#### [Problem to solve]
Write out all of the entries that follow, word for word, but skip the pictures.
>> begin Stored data
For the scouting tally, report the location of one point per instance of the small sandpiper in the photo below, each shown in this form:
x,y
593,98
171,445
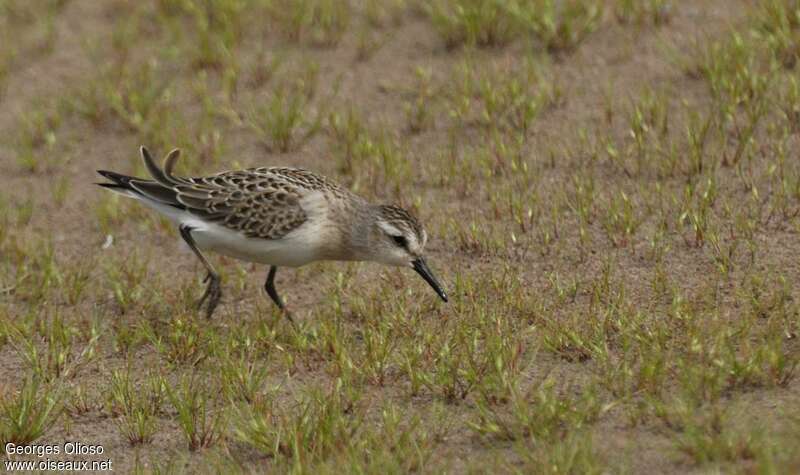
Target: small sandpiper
x,y
277,216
>> end Stored data
#### [Solution for this task]
For the scouting tally, report the location of one point per instance of the small sandpiper in the photo below, each shown in this form:
x,y
593,98
171,445
Target: small sandpiper
x,y
277,216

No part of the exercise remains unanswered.